§ **Document**:
Tante Louise, mon mari, qui est pasteur, me bat régulièrement
18 mai 2023 |
Chère tante Louise,
Mon époux est un pasteur de l’église Adventiste du septième jour. Souvent, lorsqu’il est en colère contre moi, il me frappe. J’ai eu des bleus sur tout le corps. Lorsque les membres d’église me posent des questions, j’invente toutes sortes d’excuses et j’explique que j’ai trébuché ou que je suis rentrée dans l’embrasure d’une porte.
Je ne suis d’ailleurs pas sûre qu’ils me croient parce que je vis dans une partie du monde où mon mari n’est pas le seul à se comporter de cette manière. Beaucoup de mes amies, à l’église, sont battues par leurs époux. J’ai entendu ces hommes en parler entre eux et même étouffer un petit rire, comme s’ils étaient fiers d’affirmer qu’ils savaient comment maintenir l’ordre dans leurs foyers.
J’ai dit à mon mari que ce comportement n’est pas biblique. Je lui ai dit que les pasteurs (et même les membres d’église) en Amérique du nord et en Europe ne traitent pas leurs épouses de cette manière. Mais il insiste que la Bible dit qu’il domine sur moi et que, s’il me bat, c’est pour mon bien. Si je le menace d’appeler la police, il répond: «Vas-y. Tu sais qu’ils prendront mon parti. Et après, je te punirai vraiment.»

§ **Données enregistrées**:
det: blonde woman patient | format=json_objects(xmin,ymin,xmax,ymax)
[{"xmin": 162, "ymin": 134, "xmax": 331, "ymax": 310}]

§ **Consigne**: Recopiez la lettre à tante Louise en commençant aux mots « Tante Louise, mon » et en vous arrêtant après « dans leurs foyers. ».

§ **Réponse**:
Tante Louise, mon mari, qui est pasteur, me bat régulièrement
18 mai 2023 |
Chère tante Louise,
Mon époux est un pasteur de l’église Adventiste du septième jour. Souvent, lorsqu’il est en colère contre moi, il me frappe. J’ai eu des bleus sur tout le corps. Lorsque les membres d’église me posent des questions, j’invente toutes sortes d’excuses et j’explique que j’ai trébuché ou que je suis rentrée dans l’embrasure d’une porte.
Je ne suis d’ailleurs pas sûre qu’ils me croient parce que je vis dans une partie du monde où mon mari n’est pas le seul à se comporter de cette manière. Beaucoup de mes amies, à l’église, sont battues par leurs époux. J’ai entendu ces hommes en parler entre eux et même étouffer un petit rire, comme s’ils étaient fiers d’affirmer qu’ils savaient comment maintenir l’ordre dans leurs foyers.